What to do |
1. In the Halloween script, restate the line that begins "Oh, Halloween at the House of Mouse" more briefly, keeping its main points.
2. Answer these from the Halloween script:
(a) What does Goofy say Donald is dressed up as?
(b) Until what time does Jafar say everyone must wait for his trick?
(c) What is Mickey sure the villains are not up to?
3. Copy the passage of the Halloween script word for word, starting at "Captain Hook: Pillage" and ending at "Count Mickey Mouse.".

Quoted text |
Jafar (Aladdin): Happy Halloween.

Donald Duck: Oh, boy! Trick or treat! Tonight, I’m going to go out and scare everyone.

Daisy Duck: You? Scare everyone? Donald, on a Scare-o-Meter, you’re barely a squeal.

Goofy: Yep. She’s right. You’re not going to frighten anyone… dressed up like a big red bunny.

Donald Duck: A bunny? I’ll show you.

(Minnie looks out and sees the guests all here.)

Minnie Mouse: Huh. There seems to be an awful lot of villains here tonight.

Mickey Mouse: Aw, relax, Minnie. It’s Halloween. I’m sure they’re not up to any tricks.

Cruella: Oh, Halloween at the House of Mouse. All treats and no tricks. If this was my house, I’d run things differently.

Ursula: Add a splash of evil?

Captain Hook: Pillage and plunder?

Iago: Blah, blah, blah. Every year it’s the same thing-- all talk and no play. What a bunch of dull villains.

Jafar: Well, this year will be different Iago. I’ve got a trick for Mickey Mouse… but you’ll all have to wait until midnight.

Mic: Whoo! It’s a Houseketeer Halloween… so grab your garlic and get set for America’s Most Haunted. He’s Count Mickey Mouse.

Data lines |
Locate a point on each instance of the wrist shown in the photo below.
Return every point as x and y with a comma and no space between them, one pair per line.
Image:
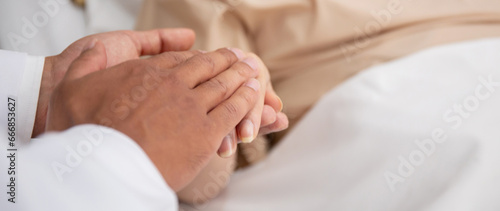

Solution list |
1. Cruella: The House of Mouse Halloween is all treats and no tricks, and she would run her own house differently.

2.
(a) A big red bunny.
(b) Midnight.
(c) Any tricks.

3.
Captain Hook: Pillage and plunder?

Iago: Blah, blah, blah. Every year it’s the same thing-- all talk and no play. What a bunch of dull villains.

Jafar: Well, this year will be different Iago. I’ve got a trick for Mickey Mouse… but you’ll all have to wait until midnight.

Mic: Whoo! It’s a Houseketeer Halloween… so grab your garlic and get set for America’s Most Haunted. He’s Count Mickey Mouse.